(Stored data)
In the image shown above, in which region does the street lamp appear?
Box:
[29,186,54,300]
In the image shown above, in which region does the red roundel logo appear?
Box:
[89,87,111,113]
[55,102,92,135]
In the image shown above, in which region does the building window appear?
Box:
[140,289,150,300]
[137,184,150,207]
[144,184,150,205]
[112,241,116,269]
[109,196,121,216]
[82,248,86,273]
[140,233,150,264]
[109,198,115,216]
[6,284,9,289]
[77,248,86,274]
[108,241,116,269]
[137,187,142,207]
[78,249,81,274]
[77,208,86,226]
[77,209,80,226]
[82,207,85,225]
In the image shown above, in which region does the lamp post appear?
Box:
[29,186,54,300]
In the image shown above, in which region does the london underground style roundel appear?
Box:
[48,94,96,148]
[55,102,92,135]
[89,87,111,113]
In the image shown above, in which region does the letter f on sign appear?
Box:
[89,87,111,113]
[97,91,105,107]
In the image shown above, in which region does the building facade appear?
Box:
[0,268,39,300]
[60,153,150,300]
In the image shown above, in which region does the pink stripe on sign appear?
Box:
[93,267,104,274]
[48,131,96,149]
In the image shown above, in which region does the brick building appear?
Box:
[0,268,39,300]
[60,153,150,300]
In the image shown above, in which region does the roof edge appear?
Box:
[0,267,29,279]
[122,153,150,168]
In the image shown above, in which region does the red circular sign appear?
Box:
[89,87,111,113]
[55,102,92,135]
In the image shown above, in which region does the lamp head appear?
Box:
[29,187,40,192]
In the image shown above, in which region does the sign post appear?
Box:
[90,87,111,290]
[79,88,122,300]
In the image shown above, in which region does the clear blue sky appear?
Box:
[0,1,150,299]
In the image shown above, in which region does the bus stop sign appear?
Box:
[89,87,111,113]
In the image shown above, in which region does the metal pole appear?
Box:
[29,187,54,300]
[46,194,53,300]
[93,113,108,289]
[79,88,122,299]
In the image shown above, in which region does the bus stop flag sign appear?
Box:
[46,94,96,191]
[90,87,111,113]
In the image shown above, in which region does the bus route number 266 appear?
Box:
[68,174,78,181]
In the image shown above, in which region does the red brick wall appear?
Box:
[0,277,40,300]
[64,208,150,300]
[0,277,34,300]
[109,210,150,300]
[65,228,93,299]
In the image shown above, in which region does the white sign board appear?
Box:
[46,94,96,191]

[Your task] Each line above that contains the word "building" should be returned.

[Response below]
In the image shown above, in which region does the building window appear?
In the image shown above, in which region does the building facade appear?
In the image shown above, in which region does the brick building appear?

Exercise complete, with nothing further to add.